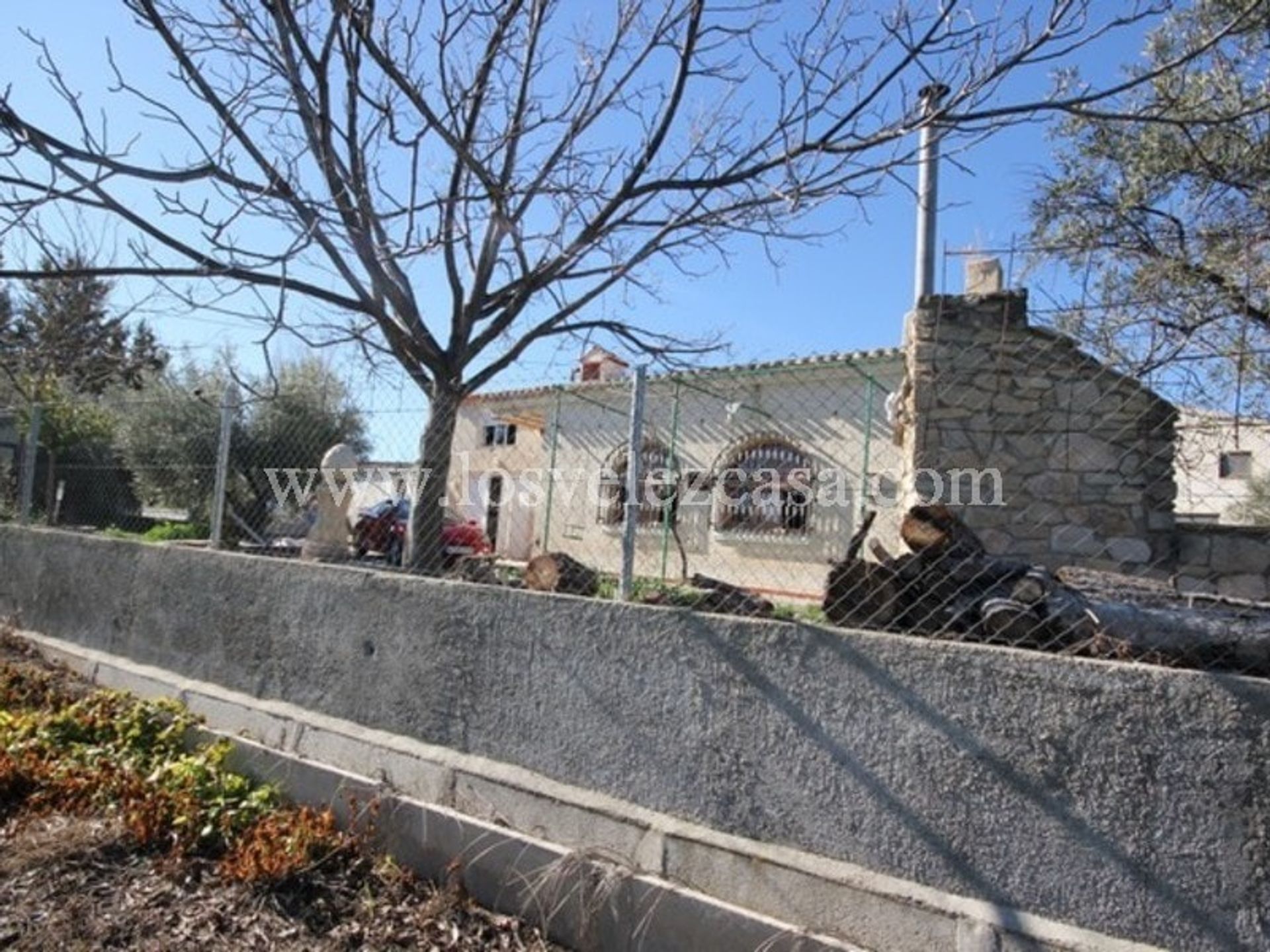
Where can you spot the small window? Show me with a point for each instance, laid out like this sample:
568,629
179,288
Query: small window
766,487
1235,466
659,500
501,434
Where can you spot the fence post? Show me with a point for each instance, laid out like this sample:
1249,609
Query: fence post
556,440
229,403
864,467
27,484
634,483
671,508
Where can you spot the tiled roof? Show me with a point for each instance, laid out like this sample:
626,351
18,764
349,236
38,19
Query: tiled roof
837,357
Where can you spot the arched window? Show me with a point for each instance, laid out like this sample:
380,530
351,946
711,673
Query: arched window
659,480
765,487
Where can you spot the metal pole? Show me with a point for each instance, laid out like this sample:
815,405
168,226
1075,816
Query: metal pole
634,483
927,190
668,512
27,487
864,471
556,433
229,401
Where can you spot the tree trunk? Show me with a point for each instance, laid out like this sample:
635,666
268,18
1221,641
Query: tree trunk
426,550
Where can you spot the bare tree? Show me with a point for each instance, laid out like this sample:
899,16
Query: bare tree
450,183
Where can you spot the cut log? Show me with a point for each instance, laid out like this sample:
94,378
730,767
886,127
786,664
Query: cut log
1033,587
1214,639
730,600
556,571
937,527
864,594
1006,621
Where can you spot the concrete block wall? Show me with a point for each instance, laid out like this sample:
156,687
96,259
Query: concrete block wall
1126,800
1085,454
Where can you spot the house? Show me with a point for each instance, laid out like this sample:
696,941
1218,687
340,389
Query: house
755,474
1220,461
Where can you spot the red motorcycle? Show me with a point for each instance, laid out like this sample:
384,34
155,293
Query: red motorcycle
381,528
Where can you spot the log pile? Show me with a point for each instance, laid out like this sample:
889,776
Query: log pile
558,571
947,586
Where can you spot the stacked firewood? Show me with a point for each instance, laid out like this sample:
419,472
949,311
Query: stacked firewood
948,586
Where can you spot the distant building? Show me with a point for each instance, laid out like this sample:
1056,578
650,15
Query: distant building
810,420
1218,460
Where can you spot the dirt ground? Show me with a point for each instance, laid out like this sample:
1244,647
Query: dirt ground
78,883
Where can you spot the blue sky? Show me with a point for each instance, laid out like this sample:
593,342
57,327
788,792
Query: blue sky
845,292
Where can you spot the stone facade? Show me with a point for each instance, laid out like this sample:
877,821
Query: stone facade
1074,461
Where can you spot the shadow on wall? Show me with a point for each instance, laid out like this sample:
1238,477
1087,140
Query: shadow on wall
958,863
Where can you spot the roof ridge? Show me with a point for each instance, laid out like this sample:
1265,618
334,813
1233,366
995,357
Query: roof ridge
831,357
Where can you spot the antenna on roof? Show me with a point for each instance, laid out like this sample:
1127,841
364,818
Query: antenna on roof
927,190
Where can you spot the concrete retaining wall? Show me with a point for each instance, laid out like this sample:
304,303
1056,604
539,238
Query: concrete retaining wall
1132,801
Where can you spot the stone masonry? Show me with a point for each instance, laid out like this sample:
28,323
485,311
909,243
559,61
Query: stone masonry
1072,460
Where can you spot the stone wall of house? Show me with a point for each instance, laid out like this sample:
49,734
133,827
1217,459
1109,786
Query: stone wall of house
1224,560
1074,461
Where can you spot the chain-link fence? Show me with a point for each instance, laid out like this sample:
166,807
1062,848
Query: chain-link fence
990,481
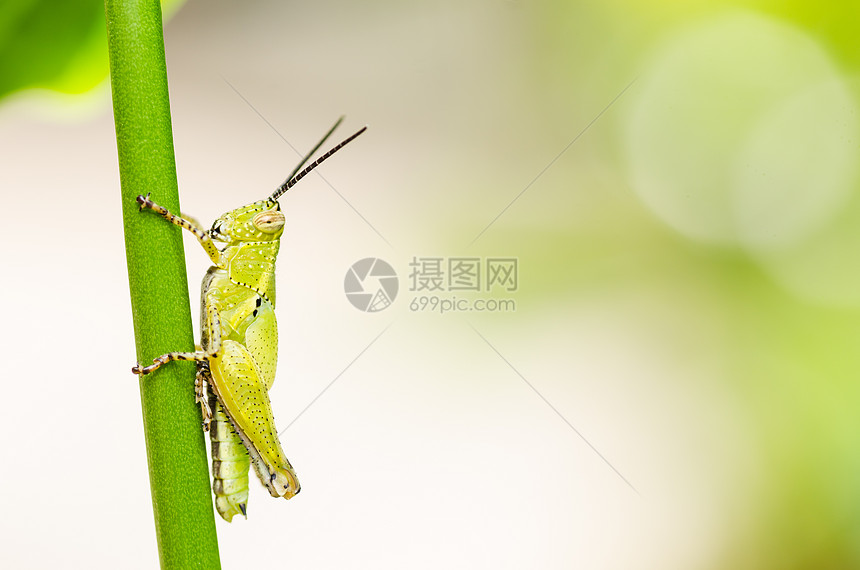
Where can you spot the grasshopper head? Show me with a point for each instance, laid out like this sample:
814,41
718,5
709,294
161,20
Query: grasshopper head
= = =
Arrange all of the records above as a numbered list, one line per item, leaving out blank lines and the pictures.

#### RESULT OF THE EXERCISE
1. Where can you spot the small window? Show me with a point for each instance, laid out like this sample:
2. 568,629
3. 179,288
4. Query: small window
5. 766,487
6. 1235,466
7. 659,500
8. 501,434
9. Where can you spot the fence post? Show me with a point for each instance, laid out like this sample:
10. 1249,609
11. Query: fence post
12. 556,440
13. 229,403
14. 864,467
15. 27,484
16. 634,483
17. 671,508
18. Where can you spot the tiled roof? Show me with a point for each instance, laid out like this sample:
19. 626,351
20. 18,764
21. 349,236
22. 38,19
23. Query: tiled roof
24. 837,357
25. Where can you spot the arched window? Show me with a point for each instance, laid out like this sample:
26. 380,530
27. 351,946
28. 711,673
29. Query: arched window
30. 659,480
31. 765,487
32. Where can you spot the metal pole? Show me with a point for each instance, laid out like this sample:
33. 815,405
34. 168,226
35. 1075,816
36. Query: metal pole
37. 634,483
38. 927,190
39. 668,512
40. 27,487
41. 864,471
42. 556,433
43. 229,401
44. Where can you spot the tree trunk? Show me with a point for each instance, laid out like this sample:
45. 635,666
46. 268,18
47. 1221,641
48. Query: tree trunk
49. 426,550
50. Where can you spot the bare tree? Show me with a point for each instance, laid out like this sample:
51. 899,16
52. Query: bare tree
53. 450,183
54. Where can you spot the cut log? Show me with a point for each instance, laid out like this sample:
55. 94,378
56. 730,767
57. 886,127
58. 786,664
59. Query: cut log
60. 1033,587
61. 1214,639
62. 730,600
63. 556,571
64. 937,527
65. 864,594
66. 1006,621
67. Where can you spot the concrete block wall? Show me with a point for each instance, laid out like this sample:
68. 156,687
69. 96,259
70. Query: concrete block wall
71. 1126,800
72. 1085,454
73. Where can you spot the house? Show me with a point for each instance, laid out like this sample:
74. 696,941
75. 1218,687
76. 340,389
77. Query: house
78. 755,474
79. 1220,461
80. Where can you spot the red motorcycle? Show me with a point for each instance, laid out like this sample:
81. 384,34
82. 155,293
83. Query: red motorcycle
84. 381,528
85. Where can you spot the log pile? Show me with a point for each instance, laid out like this sample:
86. 889,776
87. Query: log pile
88. 558,571
89. 947,586
90. Where can you spot the stacked firewood? Show me with a point for each instance, laid out like this sample:
91. 419,472
92. 949,311
93. Query: stacked firewood
94. 948,586
95. Where can you spot the distant building? Show me with a point for each instance, laid out like this sample:
96. 1056,578
97. 650,15
98. Query: distant building
99. 810,420
100. 1218,460
101. Where can you spot the dirt ground? Show me with a point for each instance, laid out like this sample:
102. 1244,647
103. Query: dirt ground
104. 78,883
105. Where can you spot the blue sky? Show me with a point for each instance, laid out like this sample:
106. 593,342
107. 57,327
108. 788,792
109. Query: blue sky
110. 845,292
111. Where can you spot the stone facade? Show me with a point for each instance, laid out like this sample:
112. 877,821
113. Query: stone facade
114. 1074,461
115. Where can you spot the shadow on wall? Show me with a point for each instance, laid out like this sample:
116. 1238,477
117. 1087,140
118. Query: shadow on wall
119. 958,863
120. Where can you spot the roof ridge? Show me with a point for each instance, laid out like this sample:
121. 1265,618
122. 334,813
123. 1233,366
124. 995,357
125. Query: roof ridge
126. 831,357
127. Where can you spot the antenna on roof? Show me with a point for each instance, laid out like this sample:
128. 1127,841
129. 364,818
130. Query: antenna on roof
131. 927,190
132. Where can you spot the concrete retaining wall? Show me with a point for each instance, laid out like this sample:
133. 304,303
134. 1056,604
135. 539,238
136. Query: concrete retaining wall
137. 1132,801
138. Where can you spot the stone masonry? Show me with a point for each instance, laid out like this sample:
139. 28,323
140. 485,311
141. 909,243
142. 559,61
143. Query: stone masonry
144. 1072,460
145. Where can you spot the stone wall of house? Show me with a point for each instance, laid out like this sample:
146. 49,734
147. 133,827
148. 1217,459
149. 1109,786
150. Query: stone wall of house
151. 1224,560
152. 1074,461
153. Where can you spot the chain-link fence? Show me with a point for each instance, laid out like this sample:
154. 166,807
155. 1062,848
156. Query: chain-link fence
157. 990,481
158. Where can you spot the grasshopper head? Show me with a point for each instance, laid out like this sample:
159. 814,41
160. 718,5
161. 709,294
162. 161,20
163. Query: grasshopper head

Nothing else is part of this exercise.